### Given passage
++++++++
Monday, 22 July 2013 9:46 p.m.

Two cows (crop)

SOCIALISM
You have 2 cows.
You give one to your neighbour.

COMMUNISM
You have 2 cows.
The State takes both and gives you some milk.

FASCISM
You have 2 cows.
The State takes both and sells you some milk.

BUREAUCRATISM
You have 2 cows.
The State takes both, shoots one, milks the other and then throws the milk away.

TRADITIONAL CAPITALISM
You have two cows.
You sell one and buy a bull.
Your herd multiplies, and the economy grows.
You sell them and retire on the income.

VENTURE CAPITALISM
You have two cows.
You sell three of them to your publicly listed company, using letters of credit opened by your brother-in-law at the bank, then execute a debt/equity swap with an associated general offer so that you get all four cows back, with a tax exemption for five cows.
++++++++
### Available data

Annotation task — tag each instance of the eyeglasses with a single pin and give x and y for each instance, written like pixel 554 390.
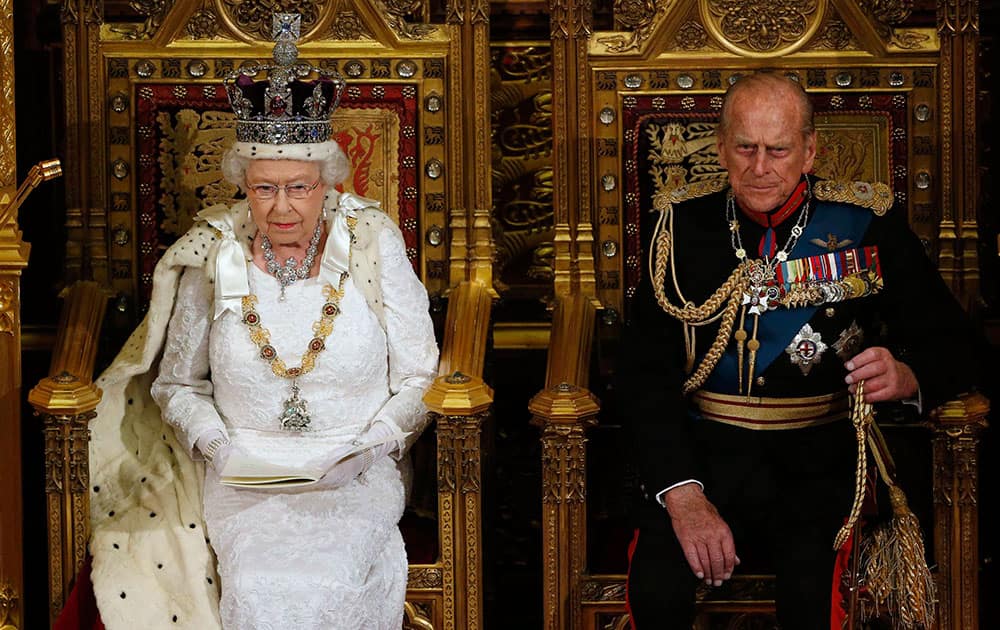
++++++++
### Tasks for this exercise
**a.** Write out the two-cows jokes word for word, everything from "You give one" down to "sells you some milk.".
**b.** Continue the two-cows jokes after their last sentence.

### Outputs by task
**a.**
You give one to your neighbour.

COMMUNISM
You have 2 cows.
The State takes both and gives you some milk.

FASCISM
You have 2 cows.
The State takes both and sells you some milk.

**b.**
The milk rights of the six cows are transferred via an intermediary to a Cayman Island Company secretly owned by the majority shareholder who sells the rights to all seven cows back to your listed company.
The annual report says the company owns eight cows, with an option on one more.

AN AMERICAN CORPORATION
You have two cows.
You sell one, and force the other to produce the milk of four cows.
Later, you hire a consultant to analyse why the cow has died.

A FRENCH CORPORATION
You have two cows.
You go on strike, organize a riot, and block the roads, because you want three cows.

AN ITALIAN CORPORATION
You have two cows, but you do not know where they are.
You decide to have lunch.

A SWISS CORPORATION
You have 5,000 cows. None of them belong to you.
You charge the owners for storing them.

A CHINESE CORPORATION
You have two cows.
You have 300 people milking them.
You claim that you have full employment and high bovine productivity.
You arrest the newsman who reported the real situation.

AN INDIAN CORPORATION
You have two cows.
You worship them.

A BRITISH CORPORATION
You have two cows.
Both are mad.

AN IRAQI CORPORATION
Everyone thinks you have lots of cows.
You tell them that you have none.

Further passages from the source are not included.